• [EXERCISE]: Return the data exactly, with all pictures removed.

==== DATASET

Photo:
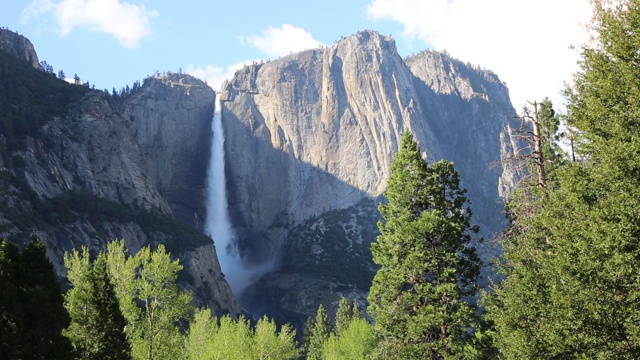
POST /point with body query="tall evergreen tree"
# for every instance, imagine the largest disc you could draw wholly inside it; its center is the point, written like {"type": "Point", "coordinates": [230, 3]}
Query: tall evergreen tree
{"type": "Point", "coordinates": [346, 313]}
{"type": "Point", "coordinates": [97, 324]}
{"type": "Point", "coordinates": [572, 288]}
{"type": "Point", "coordinates": [419, 296]}
{"type": "Point", "coordinates": [320, 334]}
{"type": "Point", "coordinates": [33, 314]}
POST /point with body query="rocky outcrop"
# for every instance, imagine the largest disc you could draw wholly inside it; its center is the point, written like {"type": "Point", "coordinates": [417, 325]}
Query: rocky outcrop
{"type": "Point", "coordinates": [171, 122]}
{"type": "Point", "coordinates": [117, 167]}
{"type": "Point", "coordinates": [316, 131]}
{"type": "Point", "coordinates": [19, 46]}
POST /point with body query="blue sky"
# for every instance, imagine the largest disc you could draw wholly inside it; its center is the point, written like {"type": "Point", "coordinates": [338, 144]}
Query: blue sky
{"type": "Point", "coordinates": [112, 43]}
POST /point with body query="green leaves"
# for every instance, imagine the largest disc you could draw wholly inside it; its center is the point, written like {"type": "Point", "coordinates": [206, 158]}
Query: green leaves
{"type": "Point", "coordinates": [150, 300]}
{"type": "Point", "coordinates": [572, 288]}
{"type": "Point", "coordinates": [32, 314]}
{"type": "Point", "coordinates": [97, 324]}
{"type": "Point", "coordinates": [428, 266]}
{"type": "Point", "coordinates": [209, 338]}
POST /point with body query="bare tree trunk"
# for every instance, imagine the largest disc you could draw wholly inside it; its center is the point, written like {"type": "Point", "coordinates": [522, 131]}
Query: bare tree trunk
{"type": "Point", "coordinates": [537, 147]}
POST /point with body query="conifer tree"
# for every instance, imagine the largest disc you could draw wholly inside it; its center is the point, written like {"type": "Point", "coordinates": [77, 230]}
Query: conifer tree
{"type": "Point", "coordinates": [419, 296]}
{"type": "Point", "coordinates": [572, 288]}
{"type": "Point", "coordinates": [320, 334]}
{"type": "Point", "coordinates": [346, 313]}
{"type": "Point", "coordinates": [31, 305]}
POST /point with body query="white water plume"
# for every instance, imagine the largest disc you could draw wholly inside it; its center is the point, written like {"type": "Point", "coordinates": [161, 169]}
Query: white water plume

========

• [TASK SOLUTION]:
Photo:
POST /point with body query="tall evergreen tree"
# for every instance, imagine the largest disc you could draw wholly inside it; its center is the point, written like {"type": "Point", "coordinates": [230, 3]}
Query: tall evergreen tree
{"type": "Point", "coordinates": [346, 313]}
{"type": "Point", "coordinates": [97, 324]}
{"type": "Point", "coordinates": [572, 288]}
{"type": "Point", "coordinates": [419, 296]}
{"type": "Point", "coordinates": [320, 334]}
{"type": "Point", "coordinates": [33, 314]}
POST /point with body query="rocky outcrop"
# for every instance, imagine the largest disc you could draw wholly inside it; its center is the point, written like {"type": "Point", "coordinates": [417, 325]}
Query: rocky outcrop
{"type": "Point", "coordinates": [171, 122]}
{"type": "Point", "coordinates": [117, 167]}
{"type": "Point", "coordinates": [316, 131]}
{"type": "Point", "coordinates": [19, 46]}
POST /point with body query="blue sky"
# for every instance, imagine the largest disc you could draw wholly inside it; its center is the point, written like {"type": "Point", "coordinates": [338, 144]}
Query: blue sky
{"type": "Point", "coordinates": [112, 43]}
POST /point with body query="green leaves"
# for every instance, imagine the largest disc you could draw wholly inside it; its center is the point, written like {"type": "Point", "coordinates": [206, 158]}
Query: green leaves
{"type": "Point", "coordinates": [150, 300]}
{"type": "Point", "coordinates": [572, 288]}
{"type": "Point", "coordinates": [32, 314]}
{"type": "Point", "coordinates": [97, 324]}
{"type": "Point", "coordinates": [428, 266]}
{"type": "Point", "coordinates": [209, 338]}
POST /point with body query="bare tree trunk"
# for every instance, imagine the largest disc you could draw wholly inside it; its center is the point, written like {"type": "Point", "coordinates": [522, 131]}
Query: bare tree trunk
{"type": "Point", "coordinates": [537, 147]}
POST /point with body query="conifer tree"
# for every instance, imagine the largest disc you could draw wholly inside it; its center is the point, written like {"type": "Point", "coordinates": [77, 230]}
Query: conifer tree
{"type": "Point", "coordinates": [419, 296]}
{"type": "Point", "coordinates": [572, 288]}
{"type": "Point", "coordinates": [320, 334]}
{"type": "Point", "coordinates": [346, 313]}
{"type": "Point", "coordinates": [31, 305]}
POST /point with body query="white water plume"
# for every instance, imagine the largest disc you could draw wholly inside it; its center is the point, written like {"type": "Point", "coordinates": [161, 169]}
Query: white water plume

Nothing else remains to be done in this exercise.